Transcribe the data that follows in full. Leave out the pictures.

Recorded data:
+ + + + + + +
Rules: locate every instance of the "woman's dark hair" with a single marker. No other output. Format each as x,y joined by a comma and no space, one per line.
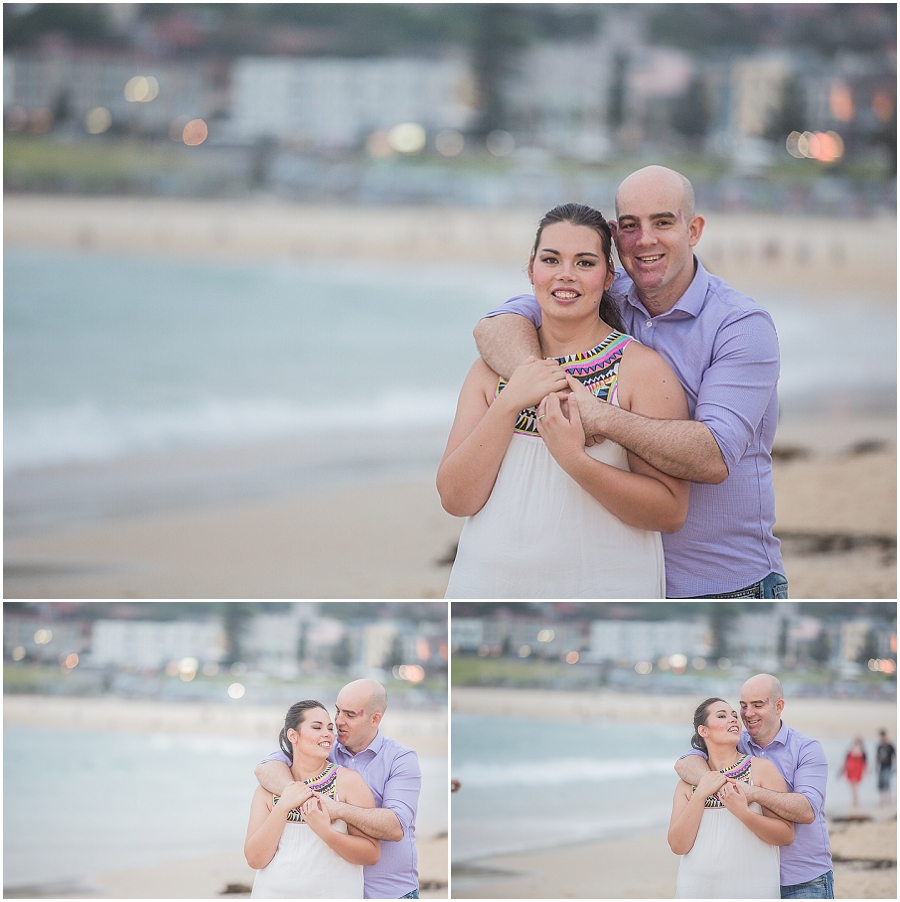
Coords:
581,214
701,715
292,721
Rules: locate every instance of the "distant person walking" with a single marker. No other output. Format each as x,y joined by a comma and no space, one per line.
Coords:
390,770
855,768
885,755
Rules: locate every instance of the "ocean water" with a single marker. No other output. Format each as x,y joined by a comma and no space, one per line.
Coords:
111,355
78,803
545,782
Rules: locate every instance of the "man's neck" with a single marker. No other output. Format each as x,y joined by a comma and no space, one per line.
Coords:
763,743
363,747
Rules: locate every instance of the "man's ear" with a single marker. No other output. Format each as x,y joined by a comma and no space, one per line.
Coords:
695,229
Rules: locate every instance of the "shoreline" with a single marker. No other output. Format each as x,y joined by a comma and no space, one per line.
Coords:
864,856
814,716
762,250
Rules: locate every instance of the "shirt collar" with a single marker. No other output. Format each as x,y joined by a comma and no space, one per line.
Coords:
690,303
781,738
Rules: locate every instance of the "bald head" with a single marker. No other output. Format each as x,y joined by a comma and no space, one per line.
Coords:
368,695
764,684
661,182
762,701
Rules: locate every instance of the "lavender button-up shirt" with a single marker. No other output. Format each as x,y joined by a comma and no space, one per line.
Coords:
392,772
803,765
724,350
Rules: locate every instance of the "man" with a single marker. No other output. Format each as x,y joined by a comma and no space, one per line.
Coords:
805,864
391,772
724,350
884,758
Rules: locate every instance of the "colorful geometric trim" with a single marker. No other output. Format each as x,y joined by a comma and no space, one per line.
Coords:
739,771
325,783
597,369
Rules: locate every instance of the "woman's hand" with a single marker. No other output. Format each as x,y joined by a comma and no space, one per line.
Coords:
532,381
316,816
710,784
559,424
732,796
295,794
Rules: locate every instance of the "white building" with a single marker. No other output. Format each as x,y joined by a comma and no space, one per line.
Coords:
641,640
333,103
154,643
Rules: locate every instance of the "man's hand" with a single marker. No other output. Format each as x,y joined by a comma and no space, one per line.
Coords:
316,816
560,427
295,794
532,381
329,805
732,796
588,410
710,783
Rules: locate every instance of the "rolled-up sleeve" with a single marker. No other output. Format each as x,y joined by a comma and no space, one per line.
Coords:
811,774
737,387
524,305
401,790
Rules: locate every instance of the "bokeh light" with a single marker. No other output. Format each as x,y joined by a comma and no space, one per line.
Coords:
195,133
408,137
141,89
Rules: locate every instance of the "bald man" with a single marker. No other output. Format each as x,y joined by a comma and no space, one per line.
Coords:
806,871
392,773
724,350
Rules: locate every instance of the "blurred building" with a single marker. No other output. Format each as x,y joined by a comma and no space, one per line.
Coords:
152,644
629,641
144,98
330,103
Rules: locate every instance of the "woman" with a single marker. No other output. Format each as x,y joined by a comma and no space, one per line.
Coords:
547,516
729,848
291,842
855,768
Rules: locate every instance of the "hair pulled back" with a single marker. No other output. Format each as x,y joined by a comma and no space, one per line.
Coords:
+ + + + + + +
■ **Solution to the problem**
Rules: locate every instance of the "woman's dark hair" with a single marker. No other output. Format each as x,y joined by a comma and no space, one per line.
Coords:
581,214
701,715
292,721
Rules: locate every instance of the "distant person walking" with a single marker. No other output. Format each as x,y joined by a comma and no space, one per line.
Coords:
390,770
855,768
885,755
Rules: locate every instance of the "ocean water" with a single marker. No other output. Format each as x,y joined by a comma and no space, one per line.
Coords:
111,355
78,803
545,782
Rules: locate every instance of the "man's neck" with a single marker. No other output. Format each as x,y joined by a comma and no space, one per line.
Coords:
763,743
363,747
Rules: locate every instance of the "man's ear" with a single marker. No other output. Format each as x,y joined by a comma and no space, one per line.
Coords:
695,229
Rules: locate every instance of the "shoreline" with a single marker. No other output. Format each as x,y joined by a comma and no space, one per line.
Coords:
864,856
814,716
762,250
Rules: locate every instance of the "shirt collar" with a single marker. No other output. Format each as x,y joined by a comma and no space, one per line.
Coords:
690,303
781,738
Rules: locate every instance of the "bald head" with a single marker. No other output. Format each as x,y joined by a comma and no space, one per line.
Coords:
368,695
764,684
661,182
762,701
Rules: locate every instance of the "lavender button-up shirt" with a single marker. No other output. Format each as x,y joined by a comma and no space, one per line.
Coords:
392,772
803,765
724,350
Rules: locate every instance of the "man" with a single marker. No other output. Format each as x,y joined by a comma and no space, one per line.
Coords:
805,864
391,772
724,350
884,758
Rules: locate every instance of the "colorful geometric trim" with a single marker. No other output. Format each as x,y joined by a comma and no space, one per line.
Coords:
739,771
325,783
597,369
Rules: locate every instance of the "woman's hand" with a single marker. No other output. Format each as x,y joined by a comma and no space, one per line.
Coords:
532,381
316,816
710,784
559,424
732,796
295,794
Rules: locate every instance of the "white building" with a single marker. No other output. Format each as x,y joined by a comma and no space, one per line.
Coords:
641,640
333,103
154,643
Rules: locate every instance of the "man's hand" with a single marker. No other output. Format each as x,y joined by a comma and no space, one per line.
Coords:
316,816
560,427
295,794
532,381
329,805
732,796
588,410
710,783
Rules: locate every instance of the "rolled-up sleeve" with a single marker. No other output. Format each as x,y joined by a comma and no space, one per line.
Coords:
811,774
737,387
524,305
401,790
Rules: locate every instance of the "bokeh light" with a single marker. No other output. Format each as x,y joined by a comma and no space, one per line.
Coords:
195,133
408,137
141,89
Rules: locate every instance of the "bald man" with a single marker. No other output. Format each as x,y joined by a comma and no space, one per line.
Coords:
806,871
392,773
724,350
Rules: locate every instance of the "blurred building" with a single marker. No other output. Format each as x,y joined by a comma and no space, one per line.
Coords:
152,644
629,641
144,98
330,103
Rules: locate every instance of the "woman" with a single marker. No other output. Format each as x,y joined by a comma and no space, one per line.
Coords:
547,516
729,848
291,842
855,768
Rules: locate every instance of the "hair pulled back" with a single marker. No other output. Format each as x,y joined by a comma and no space, one per line.
Coords:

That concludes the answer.